**Task requirements**:
Reproduce the following lines verbatim, in their original order, with no character added, removed, or altered.

**Listing**:
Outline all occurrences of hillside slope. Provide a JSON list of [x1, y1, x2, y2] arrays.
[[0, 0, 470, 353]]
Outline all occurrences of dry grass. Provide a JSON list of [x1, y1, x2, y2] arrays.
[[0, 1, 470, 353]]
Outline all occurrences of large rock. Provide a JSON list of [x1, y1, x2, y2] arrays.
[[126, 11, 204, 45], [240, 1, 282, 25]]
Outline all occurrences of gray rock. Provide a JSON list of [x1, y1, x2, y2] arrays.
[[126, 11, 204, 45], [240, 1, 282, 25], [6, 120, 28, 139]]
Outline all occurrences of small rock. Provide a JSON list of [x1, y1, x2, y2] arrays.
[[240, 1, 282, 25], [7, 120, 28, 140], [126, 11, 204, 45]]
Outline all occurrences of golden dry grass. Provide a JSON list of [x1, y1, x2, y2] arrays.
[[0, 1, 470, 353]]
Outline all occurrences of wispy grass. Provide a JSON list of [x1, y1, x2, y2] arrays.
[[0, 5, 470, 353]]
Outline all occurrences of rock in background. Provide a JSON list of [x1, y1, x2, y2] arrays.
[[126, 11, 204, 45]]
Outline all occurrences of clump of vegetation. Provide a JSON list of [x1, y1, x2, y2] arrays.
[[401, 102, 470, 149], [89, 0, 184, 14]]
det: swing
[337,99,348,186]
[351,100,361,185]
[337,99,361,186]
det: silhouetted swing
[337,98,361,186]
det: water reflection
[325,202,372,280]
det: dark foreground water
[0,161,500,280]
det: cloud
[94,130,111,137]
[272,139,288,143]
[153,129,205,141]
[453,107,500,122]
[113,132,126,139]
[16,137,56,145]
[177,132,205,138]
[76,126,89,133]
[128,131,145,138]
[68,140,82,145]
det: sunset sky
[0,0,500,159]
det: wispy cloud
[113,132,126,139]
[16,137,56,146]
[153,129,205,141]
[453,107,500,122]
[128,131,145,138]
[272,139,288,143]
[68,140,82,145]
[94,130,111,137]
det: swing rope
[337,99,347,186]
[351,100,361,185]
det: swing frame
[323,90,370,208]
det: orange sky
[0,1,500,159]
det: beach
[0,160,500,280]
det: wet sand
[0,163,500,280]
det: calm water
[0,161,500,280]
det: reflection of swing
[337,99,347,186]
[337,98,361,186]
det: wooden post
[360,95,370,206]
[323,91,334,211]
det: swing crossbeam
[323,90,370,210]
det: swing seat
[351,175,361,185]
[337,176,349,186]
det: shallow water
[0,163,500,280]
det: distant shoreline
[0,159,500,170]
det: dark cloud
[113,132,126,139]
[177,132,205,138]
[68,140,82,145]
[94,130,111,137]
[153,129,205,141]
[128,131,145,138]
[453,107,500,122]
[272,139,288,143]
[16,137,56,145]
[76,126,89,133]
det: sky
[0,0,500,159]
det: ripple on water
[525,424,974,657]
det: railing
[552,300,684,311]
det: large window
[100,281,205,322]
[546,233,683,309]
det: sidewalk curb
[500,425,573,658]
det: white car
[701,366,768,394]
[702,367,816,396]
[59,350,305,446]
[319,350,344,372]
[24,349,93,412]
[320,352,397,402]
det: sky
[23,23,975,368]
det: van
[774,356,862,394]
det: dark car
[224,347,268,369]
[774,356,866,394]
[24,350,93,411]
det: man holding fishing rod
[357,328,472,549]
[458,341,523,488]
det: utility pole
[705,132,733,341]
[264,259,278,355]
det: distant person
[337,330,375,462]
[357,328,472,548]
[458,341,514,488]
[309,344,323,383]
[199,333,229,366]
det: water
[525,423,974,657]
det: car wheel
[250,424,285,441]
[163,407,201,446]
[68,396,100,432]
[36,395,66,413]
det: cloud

**Full response**:
Outline all occurrences of hillside slope. Provide a JSON list of [x1, y1, x2, y2] arrays.
[[0, 0, 470, 353]]
Outline all occurrences of dry grass. Provide a JSON list of [x1, y1, x2, y2] arrays.
[[0, 1, 470, 353]]
Outline all occurrences of large rock. Provide a JSON list of [x1, y1, x2, y2] arrays.
[[126, 11, 204, 45], [240, 1, 282, 25]]
Outline all occurrences of gray rock. Provide a JSON list of [x1, y1, x2, y2] arrays.
[[126, 11, 204, 45], [240, 1, 282, 25], [6, 120, 28, 139]]
Outline all occurrences of small rock. Provide a JSON list of [x1, y1, x2, y2] arrays.
[[240, 1, 282, 25], [7, 120, 28, 140], [126, 11, 204, 45]]
Outline all occurrences of golden dry grass. Provide a JSON list of [x1, y1, x2, y2] arrays.
[[0, 1, 470, 353]]
Outline all occurrences of wispy grass. Provide a JSON list of [x1, y1, x2, y2] arrays.
[[0, 5, 470, 353]]
Outline all occurrences of rock in background. Provide a JSON list of [x1, y1, x2, y2] arrays.
[[126, 11, 204, 45]]
Outline all occurrences of clump of vegetation. Provide a JSON list of [x1, y1, x2, y2] arrays.
[[401, 102, 470, 149], [89, 0, 184, 14]]
det: swing
[337,99,348,186]
[351,100,361,185]
[337,99,361,186]
det: silhouetted swing
[337,98,361,186]
det: water reflection
[325,202,372,280]
det: dark foreground water
[0,161,500,280]
det: cloud
[94,130,111,137]
[272,139,288,143]
[153,129,205,141]
[453,107,500,122]
[113,132,126,139]
[16,137,56,145]
[177,132,205,138]
[76,126,89,133]
[128,131,145,138]
[68,140,82,145]
det: sunset sky
[0,0,500,159]
det: wispy cloud
[113,132,126,139]
[16,137,56,146]
[153,129,205,141]
[453,107,500,122]
[128,131,145,138]
[272,139,288,143]
[68,140,82,145]
[94,130,111,137]
det: swing rope
[337,99,347,186]
[351,100,361,185]
det: swing frame
[323,90,370,208]
det: orange sky
[0,1,500,159]
det: beach
[0,160,500,280]
det: wet sand
[0,163,500,280]
det: calm water
[0,161,500,280]
det: reflection of swing
[337,99,347,186]
[337,98,361,186]
det: wooden post
[360,95,370,206]
[323,91,334,211]
det: swing crossbeam
[323,90,370,210]
det: swing seat
[351,175,361,185]
[337,176,349,186]
det: shallow water
[0,163,500,280]
det: distant shoreline
[0,159,500,170]
det: dark cloud
[113,132,126,139]
[177,132,205,138]
[68,140,82,145]
[94,130,111,137]
[153,129,205,141]
[128,131,145,138]
[453,107,500,122]
[272,139,288,143]
[16,137,56,145]
[76,126,89,133]
det: sky
[0,0,500,159]
det: ripple on water
[525,424,974,657]
det: railing
[552,300,684,311]
det: large window
[100,281,205,322]
[546,233,683,309]
det: sidewalk curb
[500,425,573,658]
det: white car
[701,366,768,394]
[702,367,816,396]
[59,350,305,446]
[319,350,344,372]
[24,349,93,412]
[320,352,397,402]
det: sky
[23,23,975,368]
det: van
[774,356,862,394]
det: dark car
[224,347,268,369]
[774,356,866,394]
[24,350,93,411]
det: man holding fishing rod
[357,328,472,549]
[458,341,523,488]
det: utility pole
[705,132,733,341]
[264,259,278,355]
det: distant person
[337,330,375,462]
[357,328,472,548]
[458,341,514,488]
[309,344,323,383]
[199,333,229,366]
det: water
[525,423,974,657]
det: car wheel
[250,424,285,441]
[163,407,201,446]
[68,396,100,432]
[36,395,66,413]
det: cloud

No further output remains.